Segment Start: Data shown

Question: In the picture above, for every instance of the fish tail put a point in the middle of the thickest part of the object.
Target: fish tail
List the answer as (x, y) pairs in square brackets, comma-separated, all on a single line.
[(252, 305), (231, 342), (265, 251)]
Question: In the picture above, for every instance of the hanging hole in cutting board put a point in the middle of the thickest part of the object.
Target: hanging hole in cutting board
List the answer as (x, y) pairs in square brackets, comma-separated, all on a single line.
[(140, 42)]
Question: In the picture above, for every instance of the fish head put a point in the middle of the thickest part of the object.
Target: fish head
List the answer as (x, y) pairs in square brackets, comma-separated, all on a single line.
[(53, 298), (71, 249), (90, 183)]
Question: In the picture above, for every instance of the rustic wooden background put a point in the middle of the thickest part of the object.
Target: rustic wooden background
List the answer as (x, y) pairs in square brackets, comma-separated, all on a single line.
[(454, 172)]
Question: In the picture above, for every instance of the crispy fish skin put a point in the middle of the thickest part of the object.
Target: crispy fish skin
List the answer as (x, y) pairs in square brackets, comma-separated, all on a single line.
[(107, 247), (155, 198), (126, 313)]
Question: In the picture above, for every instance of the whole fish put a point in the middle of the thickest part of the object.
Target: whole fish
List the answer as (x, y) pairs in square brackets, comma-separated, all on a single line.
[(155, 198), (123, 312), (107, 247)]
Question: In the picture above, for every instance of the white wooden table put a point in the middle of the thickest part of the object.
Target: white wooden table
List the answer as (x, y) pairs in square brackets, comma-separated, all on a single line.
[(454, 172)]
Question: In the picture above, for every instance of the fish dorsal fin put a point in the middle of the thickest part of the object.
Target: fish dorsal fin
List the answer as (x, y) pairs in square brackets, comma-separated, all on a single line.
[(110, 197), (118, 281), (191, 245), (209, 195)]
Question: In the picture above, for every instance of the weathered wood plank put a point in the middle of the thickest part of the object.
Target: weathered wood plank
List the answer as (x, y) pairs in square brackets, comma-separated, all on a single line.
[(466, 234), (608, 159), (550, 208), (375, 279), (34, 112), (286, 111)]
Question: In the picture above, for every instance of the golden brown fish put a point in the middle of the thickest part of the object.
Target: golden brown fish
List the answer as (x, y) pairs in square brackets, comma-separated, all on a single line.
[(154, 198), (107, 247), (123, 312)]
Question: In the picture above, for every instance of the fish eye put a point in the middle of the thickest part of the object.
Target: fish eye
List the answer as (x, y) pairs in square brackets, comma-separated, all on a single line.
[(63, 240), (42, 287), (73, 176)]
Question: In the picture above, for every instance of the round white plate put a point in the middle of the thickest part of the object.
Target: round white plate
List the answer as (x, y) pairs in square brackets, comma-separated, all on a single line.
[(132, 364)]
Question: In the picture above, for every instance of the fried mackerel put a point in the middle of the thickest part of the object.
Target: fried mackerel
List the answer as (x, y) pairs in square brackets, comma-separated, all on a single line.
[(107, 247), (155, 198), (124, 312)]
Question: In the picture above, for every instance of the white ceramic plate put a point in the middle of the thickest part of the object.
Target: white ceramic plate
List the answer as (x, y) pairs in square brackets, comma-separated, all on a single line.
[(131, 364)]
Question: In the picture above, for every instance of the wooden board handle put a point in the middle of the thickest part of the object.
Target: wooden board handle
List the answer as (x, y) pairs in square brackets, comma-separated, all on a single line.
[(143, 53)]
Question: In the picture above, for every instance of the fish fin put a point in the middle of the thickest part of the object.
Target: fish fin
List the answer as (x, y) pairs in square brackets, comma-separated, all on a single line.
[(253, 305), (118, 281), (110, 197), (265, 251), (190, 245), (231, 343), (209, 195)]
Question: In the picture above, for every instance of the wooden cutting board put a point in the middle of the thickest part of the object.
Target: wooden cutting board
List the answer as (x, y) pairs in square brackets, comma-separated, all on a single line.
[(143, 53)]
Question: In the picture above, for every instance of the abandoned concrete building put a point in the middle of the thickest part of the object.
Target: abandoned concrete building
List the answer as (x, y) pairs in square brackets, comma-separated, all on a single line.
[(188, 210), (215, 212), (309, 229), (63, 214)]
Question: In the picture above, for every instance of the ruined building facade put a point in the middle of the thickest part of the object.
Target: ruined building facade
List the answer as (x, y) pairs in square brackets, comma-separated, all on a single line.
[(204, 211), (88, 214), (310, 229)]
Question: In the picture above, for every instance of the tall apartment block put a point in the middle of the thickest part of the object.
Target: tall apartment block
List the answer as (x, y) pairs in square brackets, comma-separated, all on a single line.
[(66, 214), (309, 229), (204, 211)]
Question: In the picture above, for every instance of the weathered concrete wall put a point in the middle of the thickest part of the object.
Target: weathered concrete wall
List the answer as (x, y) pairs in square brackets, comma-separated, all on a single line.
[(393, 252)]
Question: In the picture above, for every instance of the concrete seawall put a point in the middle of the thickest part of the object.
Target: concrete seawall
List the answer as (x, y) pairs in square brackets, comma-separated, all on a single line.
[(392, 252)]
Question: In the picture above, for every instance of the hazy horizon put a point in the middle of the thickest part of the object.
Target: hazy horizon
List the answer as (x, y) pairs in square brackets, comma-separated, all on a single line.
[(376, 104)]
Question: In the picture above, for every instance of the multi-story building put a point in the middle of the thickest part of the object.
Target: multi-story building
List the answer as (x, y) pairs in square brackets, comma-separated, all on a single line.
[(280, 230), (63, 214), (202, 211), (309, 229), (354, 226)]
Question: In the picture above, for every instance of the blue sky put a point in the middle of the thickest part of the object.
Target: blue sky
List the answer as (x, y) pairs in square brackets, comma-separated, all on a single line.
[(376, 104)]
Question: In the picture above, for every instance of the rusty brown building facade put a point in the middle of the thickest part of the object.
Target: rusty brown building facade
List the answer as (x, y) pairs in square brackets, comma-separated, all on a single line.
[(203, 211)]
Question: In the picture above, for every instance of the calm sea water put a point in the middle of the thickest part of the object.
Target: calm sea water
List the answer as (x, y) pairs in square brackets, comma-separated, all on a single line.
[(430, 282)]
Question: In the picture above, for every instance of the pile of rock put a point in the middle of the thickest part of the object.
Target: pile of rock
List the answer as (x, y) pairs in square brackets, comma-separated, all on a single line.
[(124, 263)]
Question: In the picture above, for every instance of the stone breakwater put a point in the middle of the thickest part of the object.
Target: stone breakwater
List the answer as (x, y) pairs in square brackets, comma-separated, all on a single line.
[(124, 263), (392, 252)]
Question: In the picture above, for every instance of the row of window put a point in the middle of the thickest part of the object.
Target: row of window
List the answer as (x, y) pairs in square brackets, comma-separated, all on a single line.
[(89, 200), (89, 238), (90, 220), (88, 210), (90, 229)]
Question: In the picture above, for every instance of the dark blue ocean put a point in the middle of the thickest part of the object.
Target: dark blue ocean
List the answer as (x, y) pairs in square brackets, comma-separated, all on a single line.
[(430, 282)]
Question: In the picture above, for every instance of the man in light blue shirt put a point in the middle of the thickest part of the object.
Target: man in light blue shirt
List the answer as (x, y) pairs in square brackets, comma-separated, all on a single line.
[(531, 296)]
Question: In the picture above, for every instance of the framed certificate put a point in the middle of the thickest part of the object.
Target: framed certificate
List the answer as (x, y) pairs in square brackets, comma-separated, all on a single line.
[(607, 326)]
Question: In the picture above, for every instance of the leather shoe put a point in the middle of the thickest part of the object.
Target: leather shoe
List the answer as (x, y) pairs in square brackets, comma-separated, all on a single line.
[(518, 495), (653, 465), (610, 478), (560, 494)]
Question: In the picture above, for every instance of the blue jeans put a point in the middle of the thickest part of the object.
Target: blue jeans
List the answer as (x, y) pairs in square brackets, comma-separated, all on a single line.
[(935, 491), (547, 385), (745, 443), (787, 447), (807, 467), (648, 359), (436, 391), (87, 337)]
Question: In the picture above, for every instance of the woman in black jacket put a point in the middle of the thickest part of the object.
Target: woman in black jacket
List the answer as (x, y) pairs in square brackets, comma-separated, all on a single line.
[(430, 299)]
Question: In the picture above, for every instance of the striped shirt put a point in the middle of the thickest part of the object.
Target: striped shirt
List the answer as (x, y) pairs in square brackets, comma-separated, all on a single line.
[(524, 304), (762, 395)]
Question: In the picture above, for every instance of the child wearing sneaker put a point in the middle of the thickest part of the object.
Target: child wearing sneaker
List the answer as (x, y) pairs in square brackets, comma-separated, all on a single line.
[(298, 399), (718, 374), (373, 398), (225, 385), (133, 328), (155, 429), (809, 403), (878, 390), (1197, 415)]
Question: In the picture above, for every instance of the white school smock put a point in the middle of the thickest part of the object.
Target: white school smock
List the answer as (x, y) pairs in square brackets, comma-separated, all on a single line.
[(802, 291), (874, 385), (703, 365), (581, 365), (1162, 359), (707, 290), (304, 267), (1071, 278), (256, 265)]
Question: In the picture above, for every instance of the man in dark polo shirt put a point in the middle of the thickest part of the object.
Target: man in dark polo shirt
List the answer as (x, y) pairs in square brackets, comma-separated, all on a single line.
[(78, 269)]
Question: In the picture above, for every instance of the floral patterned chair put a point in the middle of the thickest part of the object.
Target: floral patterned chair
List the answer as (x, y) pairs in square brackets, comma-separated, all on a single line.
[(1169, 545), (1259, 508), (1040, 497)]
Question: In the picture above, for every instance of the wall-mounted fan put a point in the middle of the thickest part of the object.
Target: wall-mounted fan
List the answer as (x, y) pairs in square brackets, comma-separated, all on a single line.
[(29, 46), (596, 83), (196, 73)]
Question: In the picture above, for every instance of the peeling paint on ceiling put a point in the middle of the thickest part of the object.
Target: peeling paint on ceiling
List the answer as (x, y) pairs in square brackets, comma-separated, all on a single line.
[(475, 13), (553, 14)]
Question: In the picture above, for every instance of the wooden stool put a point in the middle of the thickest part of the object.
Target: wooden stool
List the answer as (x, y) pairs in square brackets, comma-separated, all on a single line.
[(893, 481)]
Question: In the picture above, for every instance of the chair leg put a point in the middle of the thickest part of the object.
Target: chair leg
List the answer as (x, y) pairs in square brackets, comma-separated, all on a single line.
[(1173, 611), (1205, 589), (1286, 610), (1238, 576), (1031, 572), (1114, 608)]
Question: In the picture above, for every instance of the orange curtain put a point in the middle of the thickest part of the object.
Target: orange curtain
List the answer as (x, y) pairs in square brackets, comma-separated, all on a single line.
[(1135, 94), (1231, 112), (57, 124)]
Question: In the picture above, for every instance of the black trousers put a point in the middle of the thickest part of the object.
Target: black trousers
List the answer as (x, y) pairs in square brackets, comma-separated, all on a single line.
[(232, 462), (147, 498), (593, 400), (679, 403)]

Segment End: Data shown

== Problem to work on ==
Above are some records; copy exactly the lines from the one with "Target: wooden cutting board" through the one with "Target: ruined building facade", both included, and no others.

== Solution to this problem ==
Target: wooden cutting board
List the answer as (x, y) pairs in square brackets, comma-separated, all on a single line.
[(143, 53)]
Question: In the picture above, for every instance of the abandoned concrete building put a point in the middle of the thickest part of the object.
Target: abandoned concrete building
List the answer as (x, y) pairs in square brackets, comma-separated, all on a single line.
[(188, 210), (215, 212), (309, 229), (63, 214)]
Question: In the picture above, for every instance of the ruined building facade put a point in the middle of the thickest part of the object.
Target: ruined building facade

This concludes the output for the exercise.